■ **TEXT SEGMENT**:
'''

After tearing her ACL last spring, senior Alicia Hatzel was unable to play volleyball this year. Though she cannot participate on the court, she continues to encourage her teammates.
By Heather Whitty | Managing Editor of Copy
This better not mess up volleyball. These are the first words senior Alicia Hatzel thought after she fell in the Powder Puff football game last spring. Unfortunately for Alicia, this was the case. When her mother Eva Hatzel took her to the doctor, the news was not good.
Alicia had torn her Anterior Cruciate Ligament (ACL), which meant she would not be able to play volleyball her senior year. According to Hatzel, this was not easy for Alicia to hear.
“There were tears and a whole lot of anger,” Hatzel said.
The injury not only kept Alicia from playing volleyball, it also prevented her from doing several summer activities, such as a missions trip to Mexico to build houses.
“I went from everything in my life being about my strength and about being able to be active to sitting for the first month and a half in summer doing nothing because I couldn’t even lift my leg,” Alicia said.
While the tear in her ACL prevents Alicia from playing on the floor, it by no means keeps her from contributing to the volleyball team in any way she can. Head coach Tammie Montiel said Alicia helps in a variety of ways.

'''

■ **PROVIDED DATA**:
'''

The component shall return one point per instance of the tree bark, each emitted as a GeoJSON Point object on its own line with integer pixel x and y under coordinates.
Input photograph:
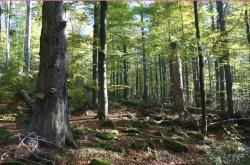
{"type": "Point", "coordinates": [50, 119]}
{"type": "Point", "coordinates": [27, 39]}
{"type": "Point", "coordinates": [95, 52]}
{"type": "Point", "coordinates": [102, 82]}
{"type": "Point", "coordinates": [225, 58]}
{"type": "Point", "coordinates": [176, 78]}
{"type": "Point", "coordinates": [201, 76]}
{"type": "Point", "coordinates": [125, 73]}
{"type": "Point", "coordinates": [144, 56]}
{"type": "Point", "coordinates": [7, 26]}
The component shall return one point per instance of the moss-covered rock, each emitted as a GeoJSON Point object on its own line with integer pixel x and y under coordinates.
{"type": "Point", "coordinates": [175, 145]}
{"type": "Point", "coordinates": [78, 131]}
{"type": "Point", "coordinates": [195, 135]}
{"type": "Point", "coordinates": [12, 162]}
{"type": "Point", "coordinates": [4, 133]}
{"type": "Point", "coordinates": [98, 161]}
{"type": "Point", "coordinates": [130, 130]}
{"type": "Point", "coordinates": [108, 124]}
{"type": "Point", "coordinates": [108, 135]}
{"type": "Point", "coordinates": [141, 144]}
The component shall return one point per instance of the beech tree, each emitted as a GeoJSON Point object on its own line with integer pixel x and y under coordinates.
{"type": "Point", "coordinates": [102, 82]}
{"type": "Point", "coordinates": [50, 119]}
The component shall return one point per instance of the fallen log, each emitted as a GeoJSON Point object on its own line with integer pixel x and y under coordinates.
{"type": "Point", "coordinates": [229, 121]}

'''

■ **WHAT YOU WILL DO**:
A: From the article on Alicia Hatzel's injury, extract the passage starting with "Alicia had torn" and going on through "Alicia to hear.".
B: Render this sentence from the article on Alicia Hatzel's injury in Spanish: "According to Hatzel, this was not easy for Alicia to hear."
The items above may be disregarded.

■ **EXERCISE RESPONSES**:
A:
Alicia had torn her Anterior Cruciate Ligament (ACL), which meant she would not be able to play volleyball her senior year. According to Hatzel, this was not easy for Alicia to hear.

B: Según Hatzel, no fue fácil para Alicia escuchar esto.